◆ **Task details**
Pick out every line of the data below that contains the word "water", and copy each one.

***** Input data *****

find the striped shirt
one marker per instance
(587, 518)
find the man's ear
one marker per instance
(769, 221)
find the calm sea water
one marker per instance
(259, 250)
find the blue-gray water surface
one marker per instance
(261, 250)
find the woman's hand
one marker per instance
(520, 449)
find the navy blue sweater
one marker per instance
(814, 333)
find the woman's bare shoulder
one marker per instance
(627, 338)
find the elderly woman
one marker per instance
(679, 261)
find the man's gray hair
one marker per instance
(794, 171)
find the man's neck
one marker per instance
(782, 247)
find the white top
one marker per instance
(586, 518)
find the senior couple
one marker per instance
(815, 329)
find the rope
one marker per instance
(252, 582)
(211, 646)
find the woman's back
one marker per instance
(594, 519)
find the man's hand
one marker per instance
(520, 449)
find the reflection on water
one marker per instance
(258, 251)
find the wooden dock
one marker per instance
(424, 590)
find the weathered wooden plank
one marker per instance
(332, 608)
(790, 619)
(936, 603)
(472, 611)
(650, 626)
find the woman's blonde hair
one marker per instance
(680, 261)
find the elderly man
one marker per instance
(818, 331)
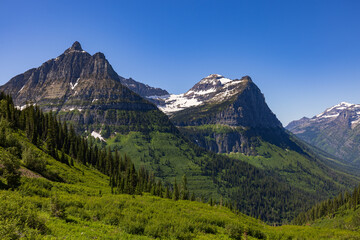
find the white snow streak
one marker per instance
(97, 135)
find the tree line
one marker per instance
(329, 207)
(61, 142)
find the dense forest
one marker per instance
(253, 191)
(329, 208)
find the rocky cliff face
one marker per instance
(143, 90)
(225, 116)
(84, 89)
(336, 131)
(229, 102)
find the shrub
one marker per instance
(33, 162)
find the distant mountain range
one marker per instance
(336, 131)
(220, 134)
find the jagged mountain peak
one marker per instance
(76, 47)
(336, 130)
(73, 80)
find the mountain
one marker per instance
(336, 131)
(57, 199)
(85, 91)
(143, 90)
(231, 117)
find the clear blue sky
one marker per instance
(303, 55)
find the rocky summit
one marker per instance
(225, 115)
(219, 100)
(336, 130)
(84, 89)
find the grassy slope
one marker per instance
(168, 156)
(299, 170)
(308, 173)
(91, 211)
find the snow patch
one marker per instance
(23, 106)
(224, 80)
(97, 135)
(74, 85)
(21, 89)
(178, 102)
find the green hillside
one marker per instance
(81, 206)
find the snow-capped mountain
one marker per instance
(341, 111)
(212, 88)
(336, 130)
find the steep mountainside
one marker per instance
(336, 130)
(233, 118)
(143, 90)
(84, 90)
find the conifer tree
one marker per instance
(175, 191)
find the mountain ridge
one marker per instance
(336, 130)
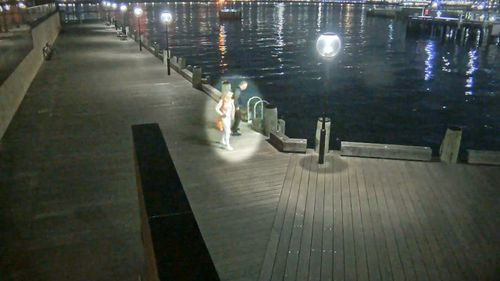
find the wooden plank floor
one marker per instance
(374, 219)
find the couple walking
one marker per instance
(228, 109)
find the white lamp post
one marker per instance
(328, 46)
(167, 18)
(138, 13)
(123, 9)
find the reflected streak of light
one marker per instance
(320, 13)
(472, 64)
(429, 49)
(348, 18)
(391, 32)
(446, 66)
(281, 22)
(222, 47)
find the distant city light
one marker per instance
(137, 12)
(166, 17)
(328, 45)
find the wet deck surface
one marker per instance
(70, 208)
(373, 219)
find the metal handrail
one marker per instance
(249, 112)
(261, 108)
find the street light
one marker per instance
(138, 13)
(123, 9)
(167, 18)
(328, 46)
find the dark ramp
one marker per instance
(173, 245)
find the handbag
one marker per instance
(218, 121)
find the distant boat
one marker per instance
(230, 14)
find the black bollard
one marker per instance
(322, 139)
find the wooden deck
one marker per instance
(373, 219)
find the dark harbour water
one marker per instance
(383, 87)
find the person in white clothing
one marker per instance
(225, 108)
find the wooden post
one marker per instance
(182, 62)
(226, 87)
(270, 119)
(450, 147)
(197, 77)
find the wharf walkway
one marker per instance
(68, 191)
(70, 211)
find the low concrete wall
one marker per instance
(13, 89)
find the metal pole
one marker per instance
(322, 136)
(140, 37)
(168, 49)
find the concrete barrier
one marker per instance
(487, 157)
(282, 126)
(389, 151)
(14, 88)
(187, 74)
(285, 144)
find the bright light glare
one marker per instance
(328, 45)
(137, 11)
(166, 17)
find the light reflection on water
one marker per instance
(383, 87)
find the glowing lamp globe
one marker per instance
(166, 17)
(137, 12)
(328, 45)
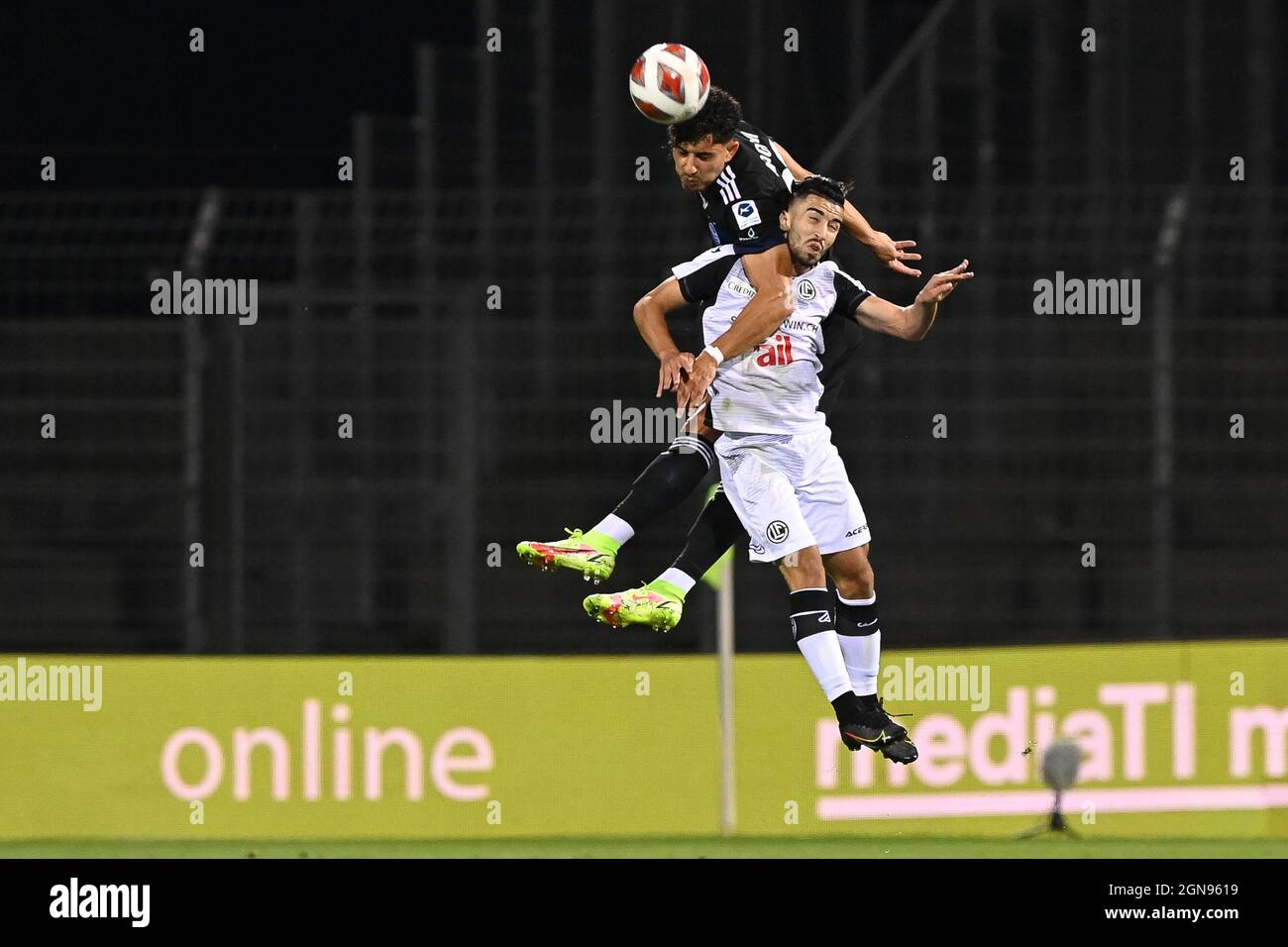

*****

◆ **Written answer**
find the calm sea water
find the blue-gray water surface
find the reflection on water
find the dark harbour water
find the light reflection on water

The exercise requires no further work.